Artykuł:
==========
Infiniti QX70S 5.0 Premium - test
Już nie FX, tylko zgodnie z nowym nazewnictwem Infiniti – QX70. W odmianie S 5.0 to mocny i szybki SUV.
Debiutował w 2008 r. Po drodze przeszedł dwa liftingi, a przed rokiem otrzymał nowe oznaczenie, w którym litera X określa uterenowione modele Infiniti.
Pomimo stałego napędu 4x4 z centralnym mechanizmem różnicowym, QX70 ciężko nazwać terenowym. To bulwarowy SUV, o czym najlepiej świadczą potężne, 21-calowe koła, dbające głównie o trakcję na asfalcie.
A ta jest wyśmienita. Ponad 2,1-tonowe auto z 5-litrowym silnikiem z ogromną swobodą rusza z miejsca. Rozpędzanie do 100 km/h trwa raptem 5,8 s. Silnik ma dużo siły już od niskich obrotów, a jeszcze więcej - powyżej 4500 obr./min. Niestety, połyka każdą ilość paliwa. W mieście ciężko o wynik niższy niż 20 l/100 km. I to benzyny 98!
7-biegowy automat szybko i bez szarpnięć zmienia biegi. Zmuszony do kickdownu o 1-2 przełożenia działa sprawnie. Jeśli jednak w rachubę wchodzi więcej biegów - zwłoka robi się już wyraźna.
==========
Udostępniony materiał:
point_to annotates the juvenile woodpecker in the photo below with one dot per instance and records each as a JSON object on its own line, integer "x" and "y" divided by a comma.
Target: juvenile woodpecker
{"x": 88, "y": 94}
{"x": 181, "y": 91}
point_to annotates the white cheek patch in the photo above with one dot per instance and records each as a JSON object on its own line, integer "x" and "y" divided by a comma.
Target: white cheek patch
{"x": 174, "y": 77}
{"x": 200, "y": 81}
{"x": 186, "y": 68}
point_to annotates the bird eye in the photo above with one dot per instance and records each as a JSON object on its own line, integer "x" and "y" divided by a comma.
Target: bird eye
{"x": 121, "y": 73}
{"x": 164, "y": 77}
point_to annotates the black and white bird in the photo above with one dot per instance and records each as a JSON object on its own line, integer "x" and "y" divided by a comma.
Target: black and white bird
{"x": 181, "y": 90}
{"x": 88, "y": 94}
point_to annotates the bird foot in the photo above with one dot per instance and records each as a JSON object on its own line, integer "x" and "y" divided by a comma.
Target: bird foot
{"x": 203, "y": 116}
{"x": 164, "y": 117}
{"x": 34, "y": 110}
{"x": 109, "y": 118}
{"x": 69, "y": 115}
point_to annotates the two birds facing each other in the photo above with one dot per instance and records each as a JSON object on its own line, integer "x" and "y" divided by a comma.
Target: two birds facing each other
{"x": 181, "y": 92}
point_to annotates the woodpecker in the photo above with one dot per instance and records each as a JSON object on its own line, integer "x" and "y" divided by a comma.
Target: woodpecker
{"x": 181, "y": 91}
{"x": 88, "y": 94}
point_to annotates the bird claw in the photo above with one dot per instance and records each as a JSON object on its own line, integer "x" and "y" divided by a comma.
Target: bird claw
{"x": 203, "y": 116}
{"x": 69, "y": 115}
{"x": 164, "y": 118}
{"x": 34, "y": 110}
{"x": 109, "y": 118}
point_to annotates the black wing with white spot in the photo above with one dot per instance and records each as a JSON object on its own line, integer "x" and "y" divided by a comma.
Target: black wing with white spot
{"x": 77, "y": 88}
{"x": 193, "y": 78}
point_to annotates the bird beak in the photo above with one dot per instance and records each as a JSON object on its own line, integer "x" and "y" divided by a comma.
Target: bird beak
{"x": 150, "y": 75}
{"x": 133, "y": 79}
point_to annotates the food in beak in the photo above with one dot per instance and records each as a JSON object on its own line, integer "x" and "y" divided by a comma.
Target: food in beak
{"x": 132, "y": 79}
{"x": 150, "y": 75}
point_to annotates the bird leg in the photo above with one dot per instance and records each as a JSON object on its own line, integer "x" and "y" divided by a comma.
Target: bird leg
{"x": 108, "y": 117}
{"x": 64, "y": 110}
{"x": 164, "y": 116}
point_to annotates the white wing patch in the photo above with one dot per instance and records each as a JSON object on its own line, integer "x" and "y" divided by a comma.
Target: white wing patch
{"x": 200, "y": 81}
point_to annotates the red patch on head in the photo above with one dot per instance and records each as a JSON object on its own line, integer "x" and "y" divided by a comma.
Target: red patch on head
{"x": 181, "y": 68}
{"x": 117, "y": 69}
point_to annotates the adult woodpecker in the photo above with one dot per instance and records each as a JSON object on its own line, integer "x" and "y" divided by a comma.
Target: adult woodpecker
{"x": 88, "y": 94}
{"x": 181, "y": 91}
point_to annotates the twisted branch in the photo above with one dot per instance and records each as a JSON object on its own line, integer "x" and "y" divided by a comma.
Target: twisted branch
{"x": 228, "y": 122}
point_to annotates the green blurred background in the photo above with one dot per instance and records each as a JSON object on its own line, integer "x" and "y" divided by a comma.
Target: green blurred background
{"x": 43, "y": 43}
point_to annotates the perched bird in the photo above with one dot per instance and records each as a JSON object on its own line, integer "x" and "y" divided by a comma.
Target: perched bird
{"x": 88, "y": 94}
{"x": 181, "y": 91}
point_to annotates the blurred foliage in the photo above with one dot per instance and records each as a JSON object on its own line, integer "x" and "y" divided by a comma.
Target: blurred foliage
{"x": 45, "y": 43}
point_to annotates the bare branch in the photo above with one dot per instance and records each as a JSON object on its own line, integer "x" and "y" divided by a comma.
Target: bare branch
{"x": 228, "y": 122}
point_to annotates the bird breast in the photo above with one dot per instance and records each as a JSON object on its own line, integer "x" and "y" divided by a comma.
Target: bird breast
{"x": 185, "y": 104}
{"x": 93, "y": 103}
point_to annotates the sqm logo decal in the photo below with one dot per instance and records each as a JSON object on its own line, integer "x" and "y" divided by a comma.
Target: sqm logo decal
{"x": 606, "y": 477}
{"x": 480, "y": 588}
==========
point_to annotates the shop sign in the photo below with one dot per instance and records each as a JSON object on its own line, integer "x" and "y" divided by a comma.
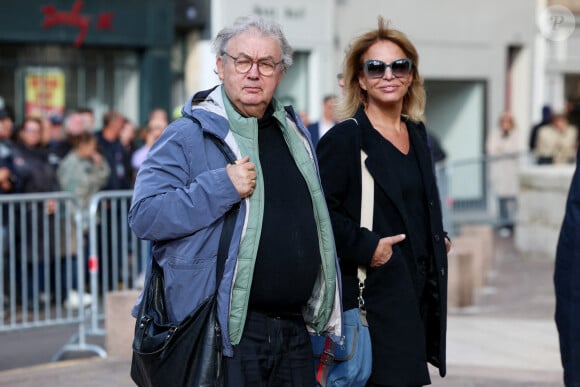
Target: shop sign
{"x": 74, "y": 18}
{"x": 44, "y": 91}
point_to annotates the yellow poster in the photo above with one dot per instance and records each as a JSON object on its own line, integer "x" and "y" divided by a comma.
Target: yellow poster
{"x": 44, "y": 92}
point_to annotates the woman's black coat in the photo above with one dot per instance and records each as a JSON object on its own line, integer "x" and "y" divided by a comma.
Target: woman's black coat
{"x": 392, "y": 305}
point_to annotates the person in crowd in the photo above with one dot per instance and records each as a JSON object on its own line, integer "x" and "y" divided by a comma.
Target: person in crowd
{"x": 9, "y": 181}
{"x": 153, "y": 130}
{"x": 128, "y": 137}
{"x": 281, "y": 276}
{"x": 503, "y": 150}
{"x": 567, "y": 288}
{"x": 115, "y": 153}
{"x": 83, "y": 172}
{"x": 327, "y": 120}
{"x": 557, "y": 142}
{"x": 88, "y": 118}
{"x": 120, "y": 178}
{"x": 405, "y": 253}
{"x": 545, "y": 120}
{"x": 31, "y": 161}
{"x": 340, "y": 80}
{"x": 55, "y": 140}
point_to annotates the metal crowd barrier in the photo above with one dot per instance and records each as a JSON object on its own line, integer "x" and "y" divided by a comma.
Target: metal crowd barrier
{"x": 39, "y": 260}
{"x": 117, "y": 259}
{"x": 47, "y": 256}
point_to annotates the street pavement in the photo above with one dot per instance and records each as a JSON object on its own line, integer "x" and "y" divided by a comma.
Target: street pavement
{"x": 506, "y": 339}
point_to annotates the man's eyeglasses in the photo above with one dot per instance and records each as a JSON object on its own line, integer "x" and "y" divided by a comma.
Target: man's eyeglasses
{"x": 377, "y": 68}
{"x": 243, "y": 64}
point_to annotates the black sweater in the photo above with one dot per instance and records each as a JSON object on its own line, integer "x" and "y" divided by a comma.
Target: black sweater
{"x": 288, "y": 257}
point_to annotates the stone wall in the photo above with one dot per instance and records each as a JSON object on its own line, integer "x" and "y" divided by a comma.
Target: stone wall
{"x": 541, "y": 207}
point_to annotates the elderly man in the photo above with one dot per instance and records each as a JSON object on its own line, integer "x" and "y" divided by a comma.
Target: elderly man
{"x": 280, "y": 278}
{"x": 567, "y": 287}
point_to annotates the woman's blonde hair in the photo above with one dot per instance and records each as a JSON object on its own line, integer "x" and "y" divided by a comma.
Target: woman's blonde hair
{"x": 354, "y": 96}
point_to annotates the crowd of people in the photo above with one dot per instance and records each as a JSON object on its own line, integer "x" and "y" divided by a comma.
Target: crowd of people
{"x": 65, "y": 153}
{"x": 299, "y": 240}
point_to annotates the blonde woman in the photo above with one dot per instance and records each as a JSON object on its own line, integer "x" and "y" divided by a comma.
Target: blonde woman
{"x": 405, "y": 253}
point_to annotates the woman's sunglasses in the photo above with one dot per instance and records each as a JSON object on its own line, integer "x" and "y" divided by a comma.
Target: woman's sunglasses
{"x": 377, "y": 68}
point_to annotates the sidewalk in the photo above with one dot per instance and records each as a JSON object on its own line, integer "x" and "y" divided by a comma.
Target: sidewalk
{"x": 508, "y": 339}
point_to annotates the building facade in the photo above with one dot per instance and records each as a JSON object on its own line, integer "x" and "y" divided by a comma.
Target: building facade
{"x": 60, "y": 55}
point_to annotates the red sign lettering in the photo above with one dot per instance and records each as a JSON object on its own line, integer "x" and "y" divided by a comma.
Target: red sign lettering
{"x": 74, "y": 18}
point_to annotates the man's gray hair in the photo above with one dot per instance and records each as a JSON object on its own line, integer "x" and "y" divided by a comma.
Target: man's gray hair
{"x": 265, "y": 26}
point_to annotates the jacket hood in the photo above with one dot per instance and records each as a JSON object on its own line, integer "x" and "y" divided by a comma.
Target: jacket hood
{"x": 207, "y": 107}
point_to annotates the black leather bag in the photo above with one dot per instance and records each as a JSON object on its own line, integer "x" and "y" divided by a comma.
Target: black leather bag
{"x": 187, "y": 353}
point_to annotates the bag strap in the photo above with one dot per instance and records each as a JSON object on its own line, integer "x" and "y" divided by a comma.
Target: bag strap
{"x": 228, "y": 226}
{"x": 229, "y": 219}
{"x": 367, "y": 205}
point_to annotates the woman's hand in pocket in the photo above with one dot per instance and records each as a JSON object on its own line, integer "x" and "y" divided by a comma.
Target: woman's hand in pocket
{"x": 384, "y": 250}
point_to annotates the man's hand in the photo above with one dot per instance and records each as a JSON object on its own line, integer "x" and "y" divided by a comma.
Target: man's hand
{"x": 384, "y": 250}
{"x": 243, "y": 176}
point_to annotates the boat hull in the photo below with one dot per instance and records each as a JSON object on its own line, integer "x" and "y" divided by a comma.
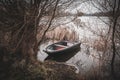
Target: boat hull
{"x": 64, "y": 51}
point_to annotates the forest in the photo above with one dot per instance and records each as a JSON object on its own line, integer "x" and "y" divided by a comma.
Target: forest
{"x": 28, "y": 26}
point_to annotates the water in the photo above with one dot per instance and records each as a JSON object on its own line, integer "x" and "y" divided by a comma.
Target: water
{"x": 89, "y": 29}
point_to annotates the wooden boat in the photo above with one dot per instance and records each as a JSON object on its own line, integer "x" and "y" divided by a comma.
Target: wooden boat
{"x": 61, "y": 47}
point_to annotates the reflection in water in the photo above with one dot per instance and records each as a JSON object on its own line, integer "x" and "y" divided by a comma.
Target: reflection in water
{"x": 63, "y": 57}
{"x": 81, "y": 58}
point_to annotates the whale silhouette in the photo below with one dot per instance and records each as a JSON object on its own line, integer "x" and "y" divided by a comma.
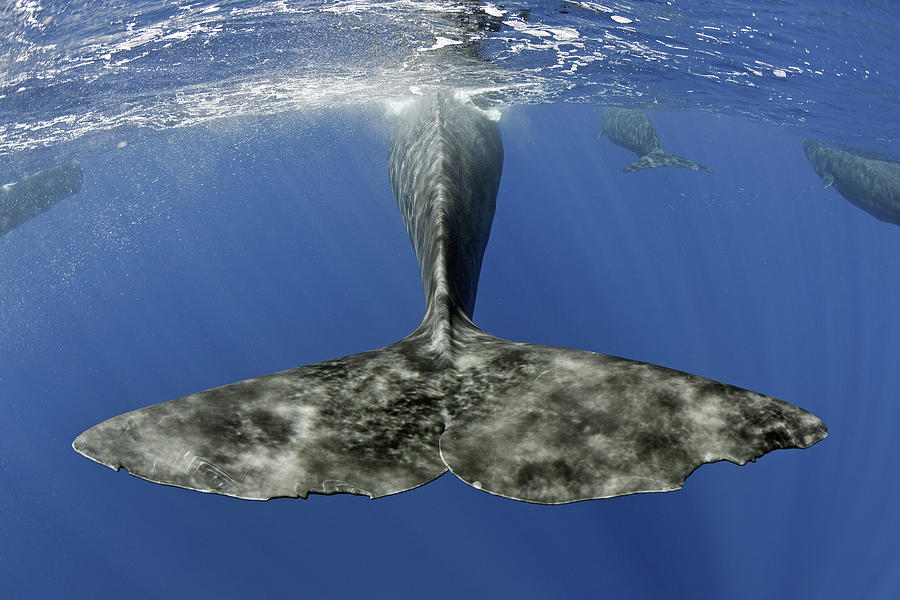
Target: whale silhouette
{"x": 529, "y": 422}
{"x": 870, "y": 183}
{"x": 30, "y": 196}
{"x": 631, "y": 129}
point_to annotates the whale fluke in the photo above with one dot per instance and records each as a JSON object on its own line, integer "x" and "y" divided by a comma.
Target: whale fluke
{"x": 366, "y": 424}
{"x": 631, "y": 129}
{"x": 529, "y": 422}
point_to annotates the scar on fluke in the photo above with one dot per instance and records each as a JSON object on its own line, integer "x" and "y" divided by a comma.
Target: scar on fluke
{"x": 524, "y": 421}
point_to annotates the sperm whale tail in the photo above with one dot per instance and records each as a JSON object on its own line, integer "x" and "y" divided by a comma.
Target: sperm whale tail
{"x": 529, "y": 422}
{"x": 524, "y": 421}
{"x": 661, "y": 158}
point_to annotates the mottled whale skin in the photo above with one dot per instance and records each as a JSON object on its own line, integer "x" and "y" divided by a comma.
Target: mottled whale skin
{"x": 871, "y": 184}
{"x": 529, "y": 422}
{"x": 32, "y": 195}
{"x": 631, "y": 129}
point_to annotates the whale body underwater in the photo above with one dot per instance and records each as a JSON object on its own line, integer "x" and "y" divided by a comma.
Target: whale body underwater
==========
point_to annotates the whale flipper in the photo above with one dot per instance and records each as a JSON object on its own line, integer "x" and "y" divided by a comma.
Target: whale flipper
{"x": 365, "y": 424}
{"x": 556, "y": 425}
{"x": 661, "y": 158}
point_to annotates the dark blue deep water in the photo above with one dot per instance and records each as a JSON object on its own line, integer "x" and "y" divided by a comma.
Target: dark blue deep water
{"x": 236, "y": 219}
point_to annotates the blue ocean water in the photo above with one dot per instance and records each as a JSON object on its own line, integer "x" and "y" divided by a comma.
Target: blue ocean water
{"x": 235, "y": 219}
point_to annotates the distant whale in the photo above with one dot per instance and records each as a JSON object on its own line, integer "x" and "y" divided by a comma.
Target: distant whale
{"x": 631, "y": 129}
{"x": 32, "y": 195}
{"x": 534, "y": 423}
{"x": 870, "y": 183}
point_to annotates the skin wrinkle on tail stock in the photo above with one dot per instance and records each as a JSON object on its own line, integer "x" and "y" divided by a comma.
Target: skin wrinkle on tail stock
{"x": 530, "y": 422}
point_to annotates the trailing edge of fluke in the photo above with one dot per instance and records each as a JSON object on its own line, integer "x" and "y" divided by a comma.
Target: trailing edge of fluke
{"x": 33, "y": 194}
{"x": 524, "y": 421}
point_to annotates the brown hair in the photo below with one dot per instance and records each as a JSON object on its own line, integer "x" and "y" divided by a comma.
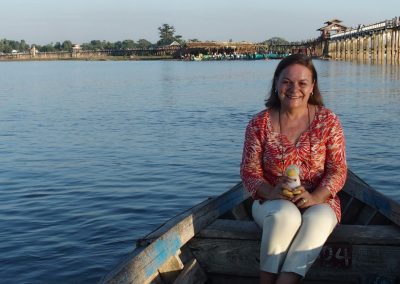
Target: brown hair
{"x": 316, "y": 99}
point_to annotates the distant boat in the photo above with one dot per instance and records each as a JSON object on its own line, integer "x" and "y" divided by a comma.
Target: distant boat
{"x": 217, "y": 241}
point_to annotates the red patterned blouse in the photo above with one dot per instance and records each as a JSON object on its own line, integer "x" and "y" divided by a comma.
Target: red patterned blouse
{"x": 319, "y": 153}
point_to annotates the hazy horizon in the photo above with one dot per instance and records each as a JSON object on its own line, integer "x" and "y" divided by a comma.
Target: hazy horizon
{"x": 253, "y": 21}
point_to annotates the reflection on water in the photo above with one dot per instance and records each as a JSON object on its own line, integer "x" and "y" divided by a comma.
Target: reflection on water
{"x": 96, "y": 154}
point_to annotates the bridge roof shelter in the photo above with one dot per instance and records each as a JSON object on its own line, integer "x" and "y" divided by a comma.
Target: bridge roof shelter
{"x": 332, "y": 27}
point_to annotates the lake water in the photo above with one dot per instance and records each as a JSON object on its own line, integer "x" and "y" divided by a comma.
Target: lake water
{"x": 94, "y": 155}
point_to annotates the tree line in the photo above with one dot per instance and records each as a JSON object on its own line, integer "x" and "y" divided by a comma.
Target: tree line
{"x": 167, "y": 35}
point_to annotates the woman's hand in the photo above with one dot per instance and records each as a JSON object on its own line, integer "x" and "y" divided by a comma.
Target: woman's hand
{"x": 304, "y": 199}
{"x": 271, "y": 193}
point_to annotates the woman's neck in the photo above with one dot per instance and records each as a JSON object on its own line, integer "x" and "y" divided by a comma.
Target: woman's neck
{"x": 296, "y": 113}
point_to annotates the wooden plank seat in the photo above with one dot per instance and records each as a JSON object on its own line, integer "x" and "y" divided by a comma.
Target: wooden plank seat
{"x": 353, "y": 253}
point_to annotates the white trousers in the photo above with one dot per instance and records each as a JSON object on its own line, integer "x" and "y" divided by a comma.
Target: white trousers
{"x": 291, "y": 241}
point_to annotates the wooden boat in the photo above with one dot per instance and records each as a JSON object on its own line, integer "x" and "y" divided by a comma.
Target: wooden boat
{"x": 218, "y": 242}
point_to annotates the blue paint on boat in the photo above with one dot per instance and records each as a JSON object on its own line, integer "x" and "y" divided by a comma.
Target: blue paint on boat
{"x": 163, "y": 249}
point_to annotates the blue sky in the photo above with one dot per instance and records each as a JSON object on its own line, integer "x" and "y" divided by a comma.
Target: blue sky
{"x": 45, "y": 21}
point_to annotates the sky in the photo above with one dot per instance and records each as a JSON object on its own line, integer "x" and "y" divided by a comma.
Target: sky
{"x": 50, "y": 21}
==========
Zadanie do wykonania: Proszę podjąć artykuł o teście Infiniti QX70 i dopisać jego dalszy ciąg, zaczynając po ostatnim zdaniu. Materiał nie ma żadnego związku z artykułem.

W odpowiedzi:
QX70 wyróżnia się wysokim komfortem akustycznym i pięknym dźwiękiem silnika. Adaptacyjne zawieszenie z natury jest sztywne, nawet w ustawieniu "Auto", dlatego o wygodnej jeździe można mówić tylko na równych drogach
Mimo upływu lat, Infiniti nadal daje dużo radości z jazdy i przekonuje precyzją prowadzenia. Jest też poręczne, a jego dużą masę czuć (w ograniczonym stopniu) wyłącznie przy nagłych manewrach.
QX70 nadal dobrze jeździ. Niestety, obsługa jest skomplikowana, a bagażnik i ładowność - małe.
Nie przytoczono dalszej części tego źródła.